# Exercício breve a:
No texto sobre o porte de arma sem munição, que informações são dadas sobre o revólver com que o acusado foi flagrado? Liste a marca, o calibre, o lugar onde era levado e se estava municiado.

# Texto apresentado:
━━━

Na terça-feira (25/5), a Turma decidiu que andar com arma de fogo sem munição não é crime de porte ilegal. Segundo o ministro Cezar Peluso, “enquanto uma arma municiada pode representar risco de dano, ou perigo, à incolumidade pública, à segurança coletiva enfim, uma arma desmuniciada já não goza, por si só, dessa aptidão. O mero porte de arma de fogo desmuniciada não tem capacidade para meter em risco o bem jurídico tutelado pela norma incriminadora.”

A ministra argumentou que o crime inscrito no art. 10 da Lei nº 9.437/97 inclui as seguintes condutas: possuir, deter, portar, fabricar, adquirir, vender, alugar, expor à venda ou fornecer, receber, ter em depósito, transportar, ceder, emprestar, remeter, empregar, manter sob guarda ou ocultar arma de fogo de uso permitido.

Leia a íntegra do voto da relatora:

Voto da ministra Ellen Gracie (relatora)

Conforme consta dos autos, o paciente foi flagrado portando um revólver marca Taurus, calibre 32, sem possuir licença para tanto. Portava a arma na cintura e foi flagrado transitando com ela em local público. Encontrava-se foragido da Justiça diante de condenação anterior por crime de roubo.

O fato de estar desmuniciado o revólver não o desqualifica como arma, tendo em vista que a ofensividade de uma arma de fogo não está apenas na sua capacidade de disparar projéteis, causando ferimentos graves ou morte, mas também, na grande maioria dos casos, no seu potencial de intimidação.

Para a configuração do crime inscrito no art. 10, caput da Lei nº 9.437/97, basta a ocorrência de qualquer das condutas nele discriminadas – possuir, deter, portar, fabricar, adquirir, vender, alugar, expor à venda ou fornecer, receber, ter em depósito, transportar, ceder, emprestar, remeter, empregar, manter sob guarda ou ocultar arma de fogo de uso permitido – sem autorização e em desacordo com determinação legal ou regulamentar.

━━━

# Dados fornecidos:

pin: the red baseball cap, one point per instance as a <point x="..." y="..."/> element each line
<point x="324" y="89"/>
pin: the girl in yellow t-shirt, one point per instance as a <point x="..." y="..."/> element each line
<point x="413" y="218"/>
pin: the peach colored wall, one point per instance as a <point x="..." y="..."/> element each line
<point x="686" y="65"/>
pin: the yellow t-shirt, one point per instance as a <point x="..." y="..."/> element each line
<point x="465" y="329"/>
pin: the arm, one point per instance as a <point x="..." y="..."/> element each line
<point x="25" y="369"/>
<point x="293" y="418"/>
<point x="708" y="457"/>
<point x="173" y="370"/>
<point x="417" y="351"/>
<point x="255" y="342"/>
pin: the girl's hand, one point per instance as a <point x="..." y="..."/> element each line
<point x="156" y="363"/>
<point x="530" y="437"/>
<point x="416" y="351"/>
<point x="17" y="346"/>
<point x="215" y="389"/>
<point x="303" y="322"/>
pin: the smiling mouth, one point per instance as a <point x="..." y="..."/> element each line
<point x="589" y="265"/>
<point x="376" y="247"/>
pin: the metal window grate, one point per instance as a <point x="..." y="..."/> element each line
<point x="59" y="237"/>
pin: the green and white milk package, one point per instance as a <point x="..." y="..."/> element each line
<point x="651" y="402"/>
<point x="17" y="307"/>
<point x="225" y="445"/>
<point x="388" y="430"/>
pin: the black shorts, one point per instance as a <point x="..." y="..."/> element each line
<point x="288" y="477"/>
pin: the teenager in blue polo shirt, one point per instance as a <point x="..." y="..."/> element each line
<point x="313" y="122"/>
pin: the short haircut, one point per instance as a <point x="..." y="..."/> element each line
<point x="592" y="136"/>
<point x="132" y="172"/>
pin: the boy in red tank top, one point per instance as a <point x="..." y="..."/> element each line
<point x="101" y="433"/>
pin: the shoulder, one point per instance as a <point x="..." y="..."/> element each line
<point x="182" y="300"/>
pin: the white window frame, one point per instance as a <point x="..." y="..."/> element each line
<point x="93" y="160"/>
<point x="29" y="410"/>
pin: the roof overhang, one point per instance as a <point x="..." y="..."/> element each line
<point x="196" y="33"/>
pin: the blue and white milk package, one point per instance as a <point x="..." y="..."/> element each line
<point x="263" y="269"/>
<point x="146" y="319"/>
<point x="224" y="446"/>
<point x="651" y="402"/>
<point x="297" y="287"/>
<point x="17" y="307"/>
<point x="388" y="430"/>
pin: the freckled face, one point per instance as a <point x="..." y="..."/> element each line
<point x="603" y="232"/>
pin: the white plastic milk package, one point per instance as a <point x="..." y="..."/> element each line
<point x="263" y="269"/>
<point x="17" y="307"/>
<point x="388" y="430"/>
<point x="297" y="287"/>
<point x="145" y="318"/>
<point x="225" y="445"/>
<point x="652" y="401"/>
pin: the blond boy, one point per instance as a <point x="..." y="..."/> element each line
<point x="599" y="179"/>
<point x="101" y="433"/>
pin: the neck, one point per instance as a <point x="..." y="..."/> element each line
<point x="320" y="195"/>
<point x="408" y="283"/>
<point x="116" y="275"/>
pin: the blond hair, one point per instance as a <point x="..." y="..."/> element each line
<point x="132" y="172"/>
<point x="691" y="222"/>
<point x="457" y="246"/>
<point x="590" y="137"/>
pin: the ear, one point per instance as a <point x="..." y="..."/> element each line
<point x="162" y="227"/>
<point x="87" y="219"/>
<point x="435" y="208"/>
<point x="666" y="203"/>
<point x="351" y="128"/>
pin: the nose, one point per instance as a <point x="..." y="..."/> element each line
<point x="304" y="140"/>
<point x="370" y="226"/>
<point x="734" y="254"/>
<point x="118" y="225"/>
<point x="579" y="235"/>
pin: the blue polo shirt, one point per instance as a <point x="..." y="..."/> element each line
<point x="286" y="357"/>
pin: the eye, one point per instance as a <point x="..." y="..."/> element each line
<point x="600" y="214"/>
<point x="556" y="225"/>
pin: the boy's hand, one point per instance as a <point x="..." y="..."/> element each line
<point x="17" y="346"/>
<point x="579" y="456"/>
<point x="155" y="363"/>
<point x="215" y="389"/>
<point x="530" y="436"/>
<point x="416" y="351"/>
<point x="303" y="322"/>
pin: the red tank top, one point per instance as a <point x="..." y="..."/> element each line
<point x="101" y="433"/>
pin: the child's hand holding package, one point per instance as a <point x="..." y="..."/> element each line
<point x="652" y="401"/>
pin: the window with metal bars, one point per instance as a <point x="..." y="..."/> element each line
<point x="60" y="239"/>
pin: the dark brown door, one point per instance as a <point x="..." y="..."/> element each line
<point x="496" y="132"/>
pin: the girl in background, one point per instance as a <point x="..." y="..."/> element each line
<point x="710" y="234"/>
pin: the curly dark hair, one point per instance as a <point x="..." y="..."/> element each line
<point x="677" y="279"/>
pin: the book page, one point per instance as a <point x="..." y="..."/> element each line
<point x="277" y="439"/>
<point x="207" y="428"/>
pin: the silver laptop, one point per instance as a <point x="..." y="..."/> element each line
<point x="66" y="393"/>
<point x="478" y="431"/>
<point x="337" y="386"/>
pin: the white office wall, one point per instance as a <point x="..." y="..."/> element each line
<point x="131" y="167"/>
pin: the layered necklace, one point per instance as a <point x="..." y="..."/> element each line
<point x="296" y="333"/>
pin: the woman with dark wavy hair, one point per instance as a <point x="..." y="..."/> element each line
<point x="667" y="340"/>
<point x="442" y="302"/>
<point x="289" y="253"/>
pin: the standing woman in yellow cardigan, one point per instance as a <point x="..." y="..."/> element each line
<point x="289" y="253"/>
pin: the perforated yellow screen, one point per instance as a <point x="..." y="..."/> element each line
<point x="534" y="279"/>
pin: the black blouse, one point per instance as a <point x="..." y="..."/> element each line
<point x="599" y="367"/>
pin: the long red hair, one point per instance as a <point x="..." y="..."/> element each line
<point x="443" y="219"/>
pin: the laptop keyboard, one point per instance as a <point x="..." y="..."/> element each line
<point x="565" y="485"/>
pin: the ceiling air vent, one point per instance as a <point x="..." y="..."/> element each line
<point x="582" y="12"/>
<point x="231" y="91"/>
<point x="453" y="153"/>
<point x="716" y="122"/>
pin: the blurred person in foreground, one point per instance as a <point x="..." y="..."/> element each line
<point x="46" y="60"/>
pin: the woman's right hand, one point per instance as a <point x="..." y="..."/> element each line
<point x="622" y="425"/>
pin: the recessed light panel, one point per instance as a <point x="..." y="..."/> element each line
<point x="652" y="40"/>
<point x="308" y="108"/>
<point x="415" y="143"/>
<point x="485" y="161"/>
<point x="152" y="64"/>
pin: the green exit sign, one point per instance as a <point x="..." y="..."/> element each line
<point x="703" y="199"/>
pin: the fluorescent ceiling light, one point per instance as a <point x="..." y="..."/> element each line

━━━

# Exercício breve b:
Transcreva sem alterações as linhas dos registros, da que contém "pin: the book" até o fim dos registros, incluindo a primeira e a última.

# Resposta a:
- Marca: Taurus
- Calibre: 32
- Levado na cintura
- Desmuniciado

# Resposta b:
pin: the book page, one point per instance as a <point x="..." y="..."/> element each line
<point x="277" y="439"/>
<point x="207" y="428"/>
pin: the silver laptop, one point per instance as a <point x="..." y="..."/> element each line
<point x="66" y="393"/>
<point x="478" y="431"/>
<point x="337" y="386"/>
pin: the white office wall, one point per instance as a <point x="..." y="..."/> element each line
<point x="131" y="167"/>
pin: the layered necklace, one point per instance as a <point x="..." y="..."/> element each line
<point x="296" y="333"/>
pin: the woman with dark wavy hair, one point per instance as a <point x="..." y="..."/> element each line
<point x="667" y="340"/>
<point x="442" y="302"/>
<point x="289" y="253"/>
pin: the standing woman in yellow cardigan, one point per instance as a <point x="..." y="..."/> element each line
<point x="289" y="253"/>
pin: the perforated yellow screen, one point per instance as a <point x="..." y="..."/> element each line
<point x="534" y="279"/>
pin: the black blouse, one point per instance as a <point x="..." y="..."/> element each line
<point x="599" y="367"/>
pin: the long red hair, one point per instance as a <point x="..." y="..."/> element each line
<point x="443" y="219"/>
pin: the laptop keyboard, one point per instance as a <point x="..." y="..."/> element each line
<point x="565" y="485"/>
pin: the ceiling air vent, one point per instance as a <point x="..." y="..."/> element each line
<point x="582" y="12"/>
<point x="231" y="91"/>
<point x="453" y="153"/>
<point x="716" y="122"/>
pin: the blurred person in foreground, one point per instance as a <point x="..." y="..."/> element each line
<point x="46" y="60"/>
pin: the woman's right hand, one point per instance as a <point x="..." y="..."/> element each line
<point x="622" y="425"/>
pin: the recessed light panel, one point per instance as a <point x="..." y="..."/> element each line
<point x="652" y="40"/>
<point x="308" y="108"/>
<point x="415" y="143"/>
<point x="485" y="161"/>
<point x="152" y="64"/>
pin: the green exit sign, one point per instance as a <point x="..." y="..."/> element each line
<point x="703" y="199"/>
pin: the fluorescent ceiling light, one point per instance as a <point x="..." y="..."/> element each line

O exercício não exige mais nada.